To be done
1 – Can you turn the paragraph beginning "In Helmand, they protect opium shipments" from the article on the Taliban's criminal dealings into a short list that keeps its main facts?
2 – Can you continue the article on the Taliban's criminal economy, picking up right after the quote from the American special forces officer in Kandahar?

=== Page ===

Afghangsters’ paradise

When I think of the Taliban, I think of Tony Soprano and his gang. They are more mafiosi than mujahe

In Helmand, they protect opium shipments, extort money from poppy growers and operate heroin labs. In Kunar, they smuggle timber and guns. In the Swat valley, they control emerald mines, selling gemstones on the black market. On both sides of the Afghan/Pakistani border, they run a brisk kidnapping racket, snaring wealthy local businessmen, diplomats and journalists from around the globe.

When people in the west imagine the Taliban, most think of bearded fanatics, battling from caves under the flag of radical Islam. Having studied their day-to-day activities for more than five years, when I think of the Taliban I think of Tony Soprano and his gang.

I am not suggesting that Mullah Mohammed Omar has developed a taste for Chianti, or opened a branch of the Bada Bing at his hideout in Pakistan. As a fighting force, the Taliban remain as determined as ever to drive western forces from Afghanistan, as proven by the rising Nato casualty figures. But examine how the Taliban fund themselves, and how they interact with the local community, and they start to look more like mafiosi than mujahedin.

It is hard to make sweeping generalisations about the post-2001 Taliban. There are three distinct factions of the movement on the Afghan side of the border, and a far more fractious set of local and regional extremist groups in Pakistan. However, there are broad similarities in the way these various organisations are structured and how criminal proceeds filter up the chains of command. The manner in which they interact parallels the often tumultuous relations between Mafia crime families, like the New Jersey and New York clans portrayed in The Sopranos. Sometimes they collaborate; sometimes they battle against each other.

Whether fighting or conspiring, it is virtually always about making money. Western military officials believe that as little as 5 per cent of
the insurgents are "true believers" in their cause. Most of the fighters are in it just to make a quick buck.

I traced the Taliban's criminal earnings from the poppy fields of Helmand to the moneychangers in Dubai. Far from the stereotype of a ragtag militia of Islamic zealots, I found Taliban forces operating within an elaborate criminal economy that was astonishing in its size and complexity. Al-Qaeda was part of the picture, too - protecting drug shipments as they left Afghanistan and playing a coordinating role between the various local and regional extremist groups operating along the border.

With the help of local researchers, I conducted interviews with poppy farmers, truck drivers and heroin lab workers who described how Taliban fighters protected and taxed poppy farms, opium convoys and drug refineries. I heard again and again from western troops in Afghanistan how they found huge stashes of heroin and opium every time they captured a Taliban hideout. In one recent operation in Helmand Province, British, US and Afghan forces seized 92 tonnes of heroin, opium, hashish, poppy seeds and precursor chemicals. It was the second-largest drug seizure in world history. "Narcotics trafficking and the insurgency overlap to a degree that it is almost impossible to separate them," an American special forces officer in Kandahar told me.

=== Dataset records ===

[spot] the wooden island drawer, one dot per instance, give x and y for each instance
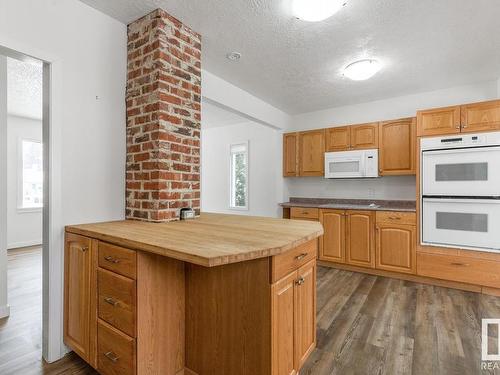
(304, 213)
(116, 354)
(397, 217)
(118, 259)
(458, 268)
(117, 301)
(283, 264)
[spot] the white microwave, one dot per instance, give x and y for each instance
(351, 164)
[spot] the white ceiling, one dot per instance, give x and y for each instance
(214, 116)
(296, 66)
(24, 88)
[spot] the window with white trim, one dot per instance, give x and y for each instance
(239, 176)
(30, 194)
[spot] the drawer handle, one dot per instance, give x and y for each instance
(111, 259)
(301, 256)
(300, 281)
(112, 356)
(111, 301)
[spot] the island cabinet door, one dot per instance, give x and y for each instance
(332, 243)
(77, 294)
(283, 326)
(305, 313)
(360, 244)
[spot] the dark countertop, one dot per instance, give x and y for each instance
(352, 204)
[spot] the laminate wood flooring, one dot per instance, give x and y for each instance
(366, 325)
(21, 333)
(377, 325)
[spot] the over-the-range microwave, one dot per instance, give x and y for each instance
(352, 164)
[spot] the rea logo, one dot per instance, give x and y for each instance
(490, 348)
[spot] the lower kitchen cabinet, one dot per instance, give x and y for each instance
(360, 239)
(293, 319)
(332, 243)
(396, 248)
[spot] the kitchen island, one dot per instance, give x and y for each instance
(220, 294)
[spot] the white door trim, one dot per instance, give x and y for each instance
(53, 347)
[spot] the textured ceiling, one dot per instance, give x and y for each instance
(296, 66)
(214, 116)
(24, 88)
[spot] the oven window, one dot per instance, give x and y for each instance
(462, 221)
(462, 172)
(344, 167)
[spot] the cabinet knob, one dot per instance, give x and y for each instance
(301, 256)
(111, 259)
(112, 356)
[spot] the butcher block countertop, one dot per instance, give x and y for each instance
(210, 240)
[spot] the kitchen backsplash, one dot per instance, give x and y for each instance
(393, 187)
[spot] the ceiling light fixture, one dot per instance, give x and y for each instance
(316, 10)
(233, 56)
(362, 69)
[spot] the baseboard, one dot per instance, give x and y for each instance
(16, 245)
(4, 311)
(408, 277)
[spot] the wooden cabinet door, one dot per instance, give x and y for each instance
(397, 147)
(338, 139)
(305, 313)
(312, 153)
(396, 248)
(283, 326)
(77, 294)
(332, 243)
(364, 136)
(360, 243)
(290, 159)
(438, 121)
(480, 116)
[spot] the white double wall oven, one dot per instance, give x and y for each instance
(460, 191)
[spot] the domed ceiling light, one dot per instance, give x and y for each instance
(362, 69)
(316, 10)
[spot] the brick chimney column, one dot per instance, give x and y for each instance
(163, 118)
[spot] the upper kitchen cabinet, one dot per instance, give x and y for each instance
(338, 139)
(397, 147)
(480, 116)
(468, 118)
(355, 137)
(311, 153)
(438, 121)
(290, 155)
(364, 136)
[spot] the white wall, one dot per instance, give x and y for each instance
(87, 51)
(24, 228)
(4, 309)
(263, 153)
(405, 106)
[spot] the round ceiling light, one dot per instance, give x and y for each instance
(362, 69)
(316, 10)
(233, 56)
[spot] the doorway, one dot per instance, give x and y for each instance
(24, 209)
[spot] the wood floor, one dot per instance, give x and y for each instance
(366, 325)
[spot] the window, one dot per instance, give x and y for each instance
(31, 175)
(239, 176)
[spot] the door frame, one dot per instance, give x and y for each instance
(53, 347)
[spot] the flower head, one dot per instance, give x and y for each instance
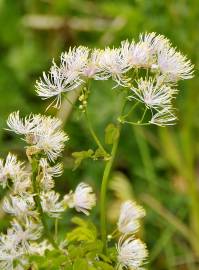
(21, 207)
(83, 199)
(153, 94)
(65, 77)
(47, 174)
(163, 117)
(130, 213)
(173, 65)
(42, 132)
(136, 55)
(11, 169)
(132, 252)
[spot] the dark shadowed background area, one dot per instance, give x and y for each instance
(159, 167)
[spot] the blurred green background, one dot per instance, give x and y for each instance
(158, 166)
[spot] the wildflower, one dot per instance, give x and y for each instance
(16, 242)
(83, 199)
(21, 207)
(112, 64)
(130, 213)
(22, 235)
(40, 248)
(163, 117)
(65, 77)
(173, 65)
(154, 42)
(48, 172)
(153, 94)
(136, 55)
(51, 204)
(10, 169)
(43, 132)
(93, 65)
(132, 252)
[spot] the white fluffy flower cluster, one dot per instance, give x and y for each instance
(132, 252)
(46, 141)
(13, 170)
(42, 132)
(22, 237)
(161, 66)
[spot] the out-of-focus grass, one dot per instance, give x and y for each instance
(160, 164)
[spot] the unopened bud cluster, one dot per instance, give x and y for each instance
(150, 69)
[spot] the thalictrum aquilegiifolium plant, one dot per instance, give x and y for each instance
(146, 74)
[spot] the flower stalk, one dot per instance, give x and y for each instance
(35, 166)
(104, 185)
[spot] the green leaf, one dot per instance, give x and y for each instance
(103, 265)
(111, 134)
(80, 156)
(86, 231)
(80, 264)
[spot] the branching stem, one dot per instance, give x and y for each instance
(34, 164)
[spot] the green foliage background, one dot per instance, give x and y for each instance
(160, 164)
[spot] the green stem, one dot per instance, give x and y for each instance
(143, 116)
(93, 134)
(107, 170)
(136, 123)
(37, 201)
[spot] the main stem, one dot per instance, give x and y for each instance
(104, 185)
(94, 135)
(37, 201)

===

Expected results
1 –
- Helmand: protecting opium shipments, extorting money from poppy growers and operating heroin labs
- Kunar: smuggling timber and guns
- Swat valley: controlling emerald mines and selling the gemstones on the black market
- Both sides of the Afghan/Pakistani border: running a kidnapping racket that targets wealthy local businessmen, diplomats and journalists from around the globe

2 –
Since 2001, Taliban commanders have deepened their involvement in the opium trade, but powerful trafficking cartels still control the drug industry, now worth billions of pounds annually. In 2008, I tracked down Haji Juma Khan, the region's opium kingpin, to one of his homes in Quetta, Pakistan. I drank orange soda with his colleagues, who spoke openly about the multi-tonne heroin shipments he sent towards the southern coast. (Just three months later, western counter-narcotics agents lured Khan to Indonesia, where he was arrested and extradited to New York.)

On other research trips, I toured the Pashtun slums of the seaport Karachi, where colourfully painted trucks from Afghanistan rolled into gated compounds on the coast. I watched men in tiny wooden rowing boats load bundles on to larger dhows bobbing in the harbour.

I interviewed a former money launderer in a Dubai coffee shop, who explained how he made dirty cash clean with a few quick swaps on the unregulated hawala money exchange.

Over time, and hundreds of interviews later with people who worked in or investigated this criminal economy, it became clear to me that characterising the Taliban as Islamic crusaders had caused Nato commanders to underestimate their enemy. For years, many western officials - especially in Washington - ignored the economic miracle funding the Taliban's resurgence.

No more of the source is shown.